Requirement
Where the listing shows an image, skip it and output all other material unchanged.

————————

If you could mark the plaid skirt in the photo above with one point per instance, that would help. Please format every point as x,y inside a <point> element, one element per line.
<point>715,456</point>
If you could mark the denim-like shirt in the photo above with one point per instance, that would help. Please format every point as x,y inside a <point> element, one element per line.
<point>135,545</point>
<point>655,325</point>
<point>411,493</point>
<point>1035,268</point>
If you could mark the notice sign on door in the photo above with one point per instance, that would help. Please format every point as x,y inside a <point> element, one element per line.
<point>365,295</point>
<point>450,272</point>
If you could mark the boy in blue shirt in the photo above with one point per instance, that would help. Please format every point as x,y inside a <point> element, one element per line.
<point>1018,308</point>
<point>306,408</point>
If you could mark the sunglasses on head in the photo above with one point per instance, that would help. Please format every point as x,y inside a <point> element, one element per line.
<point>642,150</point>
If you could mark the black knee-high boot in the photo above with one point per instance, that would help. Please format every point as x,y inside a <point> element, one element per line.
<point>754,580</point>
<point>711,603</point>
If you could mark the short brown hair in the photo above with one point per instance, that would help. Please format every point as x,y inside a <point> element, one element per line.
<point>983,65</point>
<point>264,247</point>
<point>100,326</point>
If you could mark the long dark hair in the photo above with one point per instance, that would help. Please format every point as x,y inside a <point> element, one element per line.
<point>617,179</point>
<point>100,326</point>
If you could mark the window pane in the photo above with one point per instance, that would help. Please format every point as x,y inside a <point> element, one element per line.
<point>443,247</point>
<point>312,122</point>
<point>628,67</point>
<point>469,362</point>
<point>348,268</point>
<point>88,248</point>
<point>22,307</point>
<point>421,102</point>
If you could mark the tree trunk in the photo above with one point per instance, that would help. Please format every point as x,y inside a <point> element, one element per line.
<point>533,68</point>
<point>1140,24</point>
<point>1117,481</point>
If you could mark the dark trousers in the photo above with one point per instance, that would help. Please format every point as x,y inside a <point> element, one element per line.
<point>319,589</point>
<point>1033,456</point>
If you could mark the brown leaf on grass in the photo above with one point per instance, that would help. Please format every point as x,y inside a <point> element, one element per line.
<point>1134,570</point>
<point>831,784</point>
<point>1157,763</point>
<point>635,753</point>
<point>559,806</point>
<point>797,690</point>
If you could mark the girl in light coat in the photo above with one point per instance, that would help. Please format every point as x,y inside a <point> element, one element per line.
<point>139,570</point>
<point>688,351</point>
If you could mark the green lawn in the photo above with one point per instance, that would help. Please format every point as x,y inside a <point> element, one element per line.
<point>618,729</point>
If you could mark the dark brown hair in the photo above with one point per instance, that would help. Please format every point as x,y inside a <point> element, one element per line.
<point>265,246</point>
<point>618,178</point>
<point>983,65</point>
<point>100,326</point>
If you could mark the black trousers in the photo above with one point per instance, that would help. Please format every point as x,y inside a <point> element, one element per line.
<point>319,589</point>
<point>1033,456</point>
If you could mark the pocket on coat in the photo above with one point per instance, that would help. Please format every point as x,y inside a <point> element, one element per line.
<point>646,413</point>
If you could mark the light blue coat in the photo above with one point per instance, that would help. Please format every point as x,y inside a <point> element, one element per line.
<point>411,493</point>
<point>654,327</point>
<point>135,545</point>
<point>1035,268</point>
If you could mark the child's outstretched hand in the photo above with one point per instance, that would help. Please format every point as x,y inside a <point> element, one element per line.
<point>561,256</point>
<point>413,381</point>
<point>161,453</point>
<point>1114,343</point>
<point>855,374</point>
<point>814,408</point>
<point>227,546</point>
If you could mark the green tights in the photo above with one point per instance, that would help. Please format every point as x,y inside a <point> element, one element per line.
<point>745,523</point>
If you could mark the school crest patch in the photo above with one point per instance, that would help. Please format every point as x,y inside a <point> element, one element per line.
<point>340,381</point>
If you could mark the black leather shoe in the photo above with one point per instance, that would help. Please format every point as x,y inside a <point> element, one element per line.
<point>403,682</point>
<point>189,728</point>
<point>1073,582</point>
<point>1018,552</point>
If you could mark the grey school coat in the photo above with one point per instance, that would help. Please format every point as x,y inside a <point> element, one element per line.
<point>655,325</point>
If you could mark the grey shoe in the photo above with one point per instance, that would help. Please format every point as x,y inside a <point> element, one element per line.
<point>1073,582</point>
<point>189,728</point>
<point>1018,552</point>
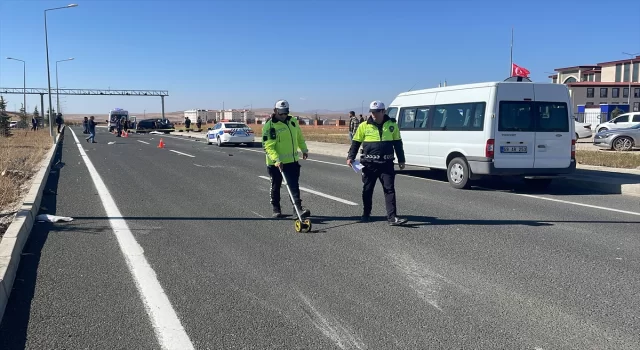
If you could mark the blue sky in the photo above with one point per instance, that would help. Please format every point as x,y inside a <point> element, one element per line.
<point>316,54</point>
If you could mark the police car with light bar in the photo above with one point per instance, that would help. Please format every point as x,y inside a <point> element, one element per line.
<point>226,133</point>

————————

Solved problem
If you could mark the plaid skirt in the photo above with one point per instance, that would help. Please format every point as x,y inside a <point> element, one element per line.
<point>715,456</point>
If you could mark the denim-like shirt in the photo above with one point per instance, that would help. Please format every point as x,y inside a <point> element, one element per line.
<point>135,545</point>
<point>655,325</point>
<point>411,493</point>
<point>1035,268</point>
If you could mark the notice sign on door in the photo above with one point per instance, that would help. Please format every point as x,y inside a <point> element, one element per line.
<point>365,295</point>
<point>450,272</point>
If you could mark the boy in blue shirt in the photo above with one point per instance, that would help. Please format every point as x,y inside a <point> element, one element per line.
<point>1018,308</point>
<point>306,408</point>
If you could mark the sunglasses on head in the photo above with one point per instance, that would help. Please format every point as x,y inside a <point> element, one element per line.
<point>642,150</point>
If you could mark the black knee-high boot in the photo above with one point per instance, that would help. Please format every point as x,y inside a <point> element, one element per line.
<point>754,580</point>
<point>711,603</point>
If you could mark the short brown hair in the photo above with one point per instance, that would help. Please format every point as x,y inside a <point> element, one element per line.
<point>983,65</point>
<point>264,247</point>
<point>100,326</point>
If you could mark the long dark hair in the photo above with one point per instance, that would help. Please format every point as x,y inside a <point> element, one element per line.
<point>617,179</point>
<point>100,326</point>
If you could mark the window pane in the photo above with one point per instance, that would help. Please format every point as x,y inside a <point> element, one element per line.
<point>443,247</point>
<point>312,122</point>
<point>628,67</point>
<point>469,362</point>
<point>348,268</point>
<point>88,248</point>
<point>22,307</point>
<point>421,102</point>
If you could mark the tree trunk in the photo above with one point per instance, that would help. Please format every point as x,y inside a <point> element, one element per line.
<point>533,68</point>
<point>1140,24</point>
<point>1117,481</point>
If you could mark the dark trousers in the photo above with one point per instance, that would help. Please format every point as x,y inside a <point> element, one element per line.
<point>319,589</point>
<point>1033,456</point>
If you could mark the brown leaf on grass in the photo above with one point per instance, that would help. Please format every point as x,y inside a <point> element, one element per line.
<point>1134,570</point>
<point>831,784</point>
<point>1157,763</point>
<point>635,753</point>
<point>559,806</point>
<point>797,690</point>
If you could mark the girl in light coat in the photo above with one point per instance, that would help. Please format every point as x,y inside a <point> element, one element per line.
<point>139,570</point>
<point>688,351</point>
If you could mark the green lawn in the photo above with one point per instance, that would help. Please format every point as x,y inside a <point> element, one element per line.
<point>618,729</point>
If you could mark the dark brown hair in the photo above with one point per instance, that would help. Please format every point as x,y inside a <point> element, one element per line.
<point>265,246</point>
<point>618,178</point>
<point>983,65</point>
<point>100,326</point>
If you could mark the black trousers in the photo above with one point per instance, that would help. Please format every point as x,y inside a <point> element, one element per line.
<point>319,589</point>
<point>1033,456</point>
If you could mark the pocket on coat in the photo above with one point per instance, that would help. Please format every point as x,y inside a <point> element, one element per line.
<point>646,413</point>
If you could mark the light blue coat in the photo above with one point per instance, that would help. Please format every point as x,y inside a <point> element, one element per line.
<point>411,493</point>
<point>654,327</point>
<point>135,545</point>
<point>1035,268</point>
If you could mark the child's outstretched hand in the photo above with one point per instance, that would help. Please format every point as x,y inside a <point> element, one element per line.
<point>561,256</point>
<point>413,381</point>
<point>161,453</point>
<point>1114,343</point>
<point>855,374</point>
<point>814,408</point>
<point>227,546</point>
If you could mark the green tights in the photo above with one point per instance, that would help. Please format every point as x,y inside a <point> element, one element per line.
<point>745,523</point>
If you could mark the school crest patch in the photo above with one point per instance, that would help. Please format every point as x,y inside a <point> element, one element per line.
<point>340,381</point>
If you could mark the black leather shoe in the photo above with one point per instance, that would help. Please format every point as x,y inside a <point> element, one element per line.
<point>403,682</point>
<point>189,728</point>
<point>1073,582</point>
<point>1018,552</point>
If you could mark the grey school coat in the photo above with one point per instance, that would help. Please format every point as x,y inside a <point> element, one element per line.
<point>655,325</point>
If you could mark the grey shoe in the photo above with one point per instance, that would help. Please format every point as x,y inside a <point> element, one element per line.
<point>1073,582</point>
<point>189,728</point>
<point>1018,552</point>
If you could mark the blue sky in the photo above with one point per instance, that would help. Please format every point as x,y inside a <point> element, one element per line.
<point>316,54</point>
If you could mark the police car with light bar in the photo above with one point per instance, that would help. Please format every point as x,y inside a <point> element, one element per line.
<point>226,133</point>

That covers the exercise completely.